**Extracted records**
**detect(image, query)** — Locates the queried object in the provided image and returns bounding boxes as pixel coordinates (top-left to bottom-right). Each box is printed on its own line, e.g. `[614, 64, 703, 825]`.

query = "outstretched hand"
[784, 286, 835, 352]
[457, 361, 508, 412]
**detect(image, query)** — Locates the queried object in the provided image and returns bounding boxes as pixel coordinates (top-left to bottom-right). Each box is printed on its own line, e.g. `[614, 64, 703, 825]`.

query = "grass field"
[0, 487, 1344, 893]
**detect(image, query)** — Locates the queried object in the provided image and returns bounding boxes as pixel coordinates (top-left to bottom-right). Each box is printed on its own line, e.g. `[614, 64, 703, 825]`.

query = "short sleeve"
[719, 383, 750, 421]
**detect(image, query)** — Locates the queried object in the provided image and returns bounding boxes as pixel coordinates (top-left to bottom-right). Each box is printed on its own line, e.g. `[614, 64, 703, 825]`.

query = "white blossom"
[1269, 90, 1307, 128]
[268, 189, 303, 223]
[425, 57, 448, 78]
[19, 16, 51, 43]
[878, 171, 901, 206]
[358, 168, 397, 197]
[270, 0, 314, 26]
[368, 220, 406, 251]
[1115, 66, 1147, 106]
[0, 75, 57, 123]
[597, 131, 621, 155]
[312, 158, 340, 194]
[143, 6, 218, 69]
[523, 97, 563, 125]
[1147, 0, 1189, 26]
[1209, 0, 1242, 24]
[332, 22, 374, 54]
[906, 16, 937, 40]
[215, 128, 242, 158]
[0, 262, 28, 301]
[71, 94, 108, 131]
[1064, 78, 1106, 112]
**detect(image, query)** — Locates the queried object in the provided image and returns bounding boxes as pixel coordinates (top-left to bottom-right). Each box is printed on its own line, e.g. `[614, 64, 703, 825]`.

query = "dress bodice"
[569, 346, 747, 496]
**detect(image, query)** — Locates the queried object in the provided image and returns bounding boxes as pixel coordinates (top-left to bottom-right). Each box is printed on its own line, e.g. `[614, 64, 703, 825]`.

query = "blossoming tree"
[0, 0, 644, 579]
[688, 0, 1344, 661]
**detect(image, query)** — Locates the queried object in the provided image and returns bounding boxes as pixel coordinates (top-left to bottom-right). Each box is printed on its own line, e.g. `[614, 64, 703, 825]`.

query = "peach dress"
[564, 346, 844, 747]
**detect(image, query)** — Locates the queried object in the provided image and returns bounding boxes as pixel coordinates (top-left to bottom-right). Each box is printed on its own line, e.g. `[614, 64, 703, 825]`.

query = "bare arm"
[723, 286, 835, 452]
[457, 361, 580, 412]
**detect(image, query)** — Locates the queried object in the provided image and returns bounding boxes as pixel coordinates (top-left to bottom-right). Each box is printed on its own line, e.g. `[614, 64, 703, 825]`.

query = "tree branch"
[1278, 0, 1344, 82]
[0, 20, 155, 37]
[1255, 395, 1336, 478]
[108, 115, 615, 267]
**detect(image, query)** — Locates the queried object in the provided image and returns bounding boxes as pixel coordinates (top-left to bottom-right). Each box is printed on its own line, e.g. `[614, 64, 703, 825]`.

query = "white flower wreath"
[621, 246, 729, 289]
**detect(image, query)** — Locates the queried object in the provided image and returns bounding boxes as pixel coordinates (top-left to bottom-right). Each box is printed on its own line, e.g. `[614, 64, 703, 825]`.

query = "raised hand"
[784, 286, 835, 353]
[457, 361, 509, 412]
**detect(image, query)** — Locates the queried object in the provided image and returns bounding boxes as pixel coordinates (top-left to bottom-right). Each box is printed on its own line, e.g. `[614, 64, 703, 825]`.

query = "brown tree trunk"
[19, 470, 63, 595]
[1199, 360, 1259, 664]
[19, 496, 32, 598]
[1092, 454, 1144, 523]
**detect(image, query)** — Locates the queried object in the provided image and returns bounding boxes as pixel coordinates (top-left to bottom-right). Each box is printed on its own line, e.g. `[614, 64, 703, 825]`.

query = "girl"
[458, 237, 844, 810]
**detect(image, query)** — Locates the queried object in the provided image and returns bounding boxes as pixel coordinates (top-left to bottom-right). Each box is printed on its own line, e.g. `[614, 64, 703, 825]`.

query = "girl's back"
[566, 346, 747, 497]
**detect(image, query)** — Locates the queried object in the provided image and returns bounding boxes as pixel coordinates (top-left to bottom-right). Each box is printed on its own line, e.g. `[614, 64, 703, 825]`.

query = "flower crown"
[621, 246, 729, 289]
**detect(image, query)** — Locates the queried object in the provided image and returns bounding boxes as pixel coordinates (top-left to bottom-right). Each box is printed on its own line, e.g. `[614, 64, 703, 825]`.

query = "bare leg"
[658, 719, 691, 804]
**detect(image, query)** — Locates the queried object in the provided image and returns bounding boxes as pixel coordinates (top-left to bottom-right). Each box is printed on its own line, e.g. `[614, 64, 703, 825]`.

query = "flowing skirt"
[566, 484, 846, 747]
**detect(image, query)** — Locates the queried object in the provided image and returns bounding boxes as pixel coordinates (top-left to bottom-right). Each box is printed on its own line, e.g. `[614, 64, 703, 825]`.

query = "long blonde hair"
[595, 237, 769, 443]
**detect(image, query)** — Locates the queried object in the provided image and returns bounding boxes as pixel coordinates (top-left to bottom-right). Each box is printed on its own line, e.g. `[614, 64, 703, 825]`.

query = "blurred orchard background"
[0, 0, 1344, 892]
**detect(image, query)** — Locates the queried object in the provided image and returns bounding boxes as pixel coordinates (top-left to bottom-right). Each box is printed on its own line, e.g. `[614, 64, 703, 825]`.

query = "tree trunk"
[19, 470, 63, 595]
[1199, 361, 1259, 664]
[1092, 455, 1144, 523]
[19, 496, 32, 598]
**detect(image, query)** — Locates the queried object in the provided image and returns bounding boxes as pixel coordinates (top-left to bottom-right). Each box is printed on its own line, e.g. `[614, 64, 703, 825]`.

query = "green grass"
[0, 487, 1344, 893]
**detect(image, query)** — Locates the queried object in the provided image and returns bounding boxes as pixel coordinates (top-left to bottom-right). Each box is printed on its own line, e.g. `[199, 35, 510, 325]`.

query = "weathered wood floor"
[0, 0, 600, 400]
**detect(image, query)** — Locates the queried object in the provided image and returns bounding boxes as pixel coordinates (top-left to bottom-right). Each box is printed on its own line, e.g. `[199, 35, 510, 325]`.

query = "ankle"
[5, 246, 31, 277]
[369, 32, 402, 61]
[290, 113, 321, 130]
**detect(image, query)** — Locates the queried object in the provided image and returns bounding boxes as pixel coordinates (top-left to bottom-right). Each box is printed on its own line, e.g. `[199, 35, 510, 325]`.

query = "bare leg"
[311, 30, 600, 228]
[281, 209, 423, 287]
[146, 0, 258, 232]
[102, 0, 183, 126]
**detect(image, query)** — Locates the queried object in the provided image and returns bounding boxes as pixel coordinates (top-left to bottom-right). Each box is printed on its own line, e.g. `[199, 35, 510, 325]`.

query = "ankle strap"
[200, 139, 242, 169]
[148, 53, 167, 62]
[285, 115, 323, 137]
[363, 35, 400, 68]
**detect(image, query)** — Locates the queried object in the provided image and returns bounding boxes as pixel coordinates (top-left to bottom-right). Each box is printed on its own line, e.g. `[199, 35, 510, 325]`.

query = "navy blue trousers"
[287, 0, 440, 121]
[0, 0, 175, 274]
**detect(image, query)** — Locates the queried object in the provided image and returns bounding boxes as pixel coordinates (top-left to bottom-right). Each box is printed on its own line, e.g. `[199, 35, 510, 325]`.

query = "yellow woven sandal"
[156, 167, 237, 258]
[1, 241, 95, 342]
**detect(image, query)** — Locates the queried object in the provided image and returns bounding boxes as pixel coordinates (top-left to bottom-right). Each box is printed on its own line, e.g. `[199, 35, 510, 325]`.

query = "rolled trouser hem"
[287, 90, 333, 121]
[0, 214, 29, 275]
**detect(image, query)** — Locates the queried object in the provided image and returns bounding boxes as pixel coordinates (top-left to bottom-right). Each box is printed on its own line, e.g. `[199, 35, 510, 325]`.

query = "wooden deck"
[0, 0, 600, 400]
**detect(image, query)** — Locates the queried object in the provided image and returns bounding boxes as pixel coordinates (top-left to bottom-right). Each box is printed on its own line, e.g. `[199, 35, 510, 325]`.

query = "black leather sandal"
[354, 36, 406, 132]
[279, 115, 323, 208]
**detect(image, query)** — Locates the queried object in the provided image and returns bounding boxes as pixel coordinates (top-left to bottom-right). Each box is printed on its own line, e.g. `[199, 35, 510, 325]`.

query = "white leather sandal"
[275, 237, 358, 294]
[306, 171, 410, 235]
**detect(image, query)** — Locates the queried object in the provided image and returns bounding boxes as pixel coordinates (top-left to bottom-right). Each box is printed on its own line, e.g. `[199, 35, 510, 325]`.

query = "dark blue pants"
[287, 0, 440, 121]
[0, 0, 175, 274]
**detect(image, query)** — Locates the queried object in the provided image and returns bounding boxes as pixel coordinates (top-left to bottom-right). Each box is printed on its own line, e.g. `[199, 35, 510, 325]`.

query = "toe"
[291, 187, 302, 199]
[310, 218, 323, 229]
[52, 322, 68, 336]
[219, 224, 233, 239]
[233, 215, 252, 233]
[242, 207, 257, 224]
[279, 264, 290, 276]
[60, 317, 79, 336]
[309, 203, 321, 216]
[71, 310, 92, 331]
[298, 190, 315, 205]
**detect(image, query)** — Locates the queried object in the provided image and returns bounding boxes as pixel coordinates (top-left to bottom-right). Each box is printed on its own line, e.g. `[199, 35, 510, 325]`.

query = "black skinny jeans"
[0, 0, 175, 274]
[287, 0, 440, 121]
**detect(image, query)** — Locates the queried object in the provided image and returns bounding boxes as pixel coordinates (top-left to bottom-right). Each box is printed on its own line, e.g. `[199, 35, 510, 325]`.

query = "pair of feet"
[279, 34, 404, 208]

**Directions for this task**
Display each line of the data above that contains the string "flower", copied in full. Case counts, so only exact matches qualify.

**Written response**
query = "white flower wreath"
query = "flower crown"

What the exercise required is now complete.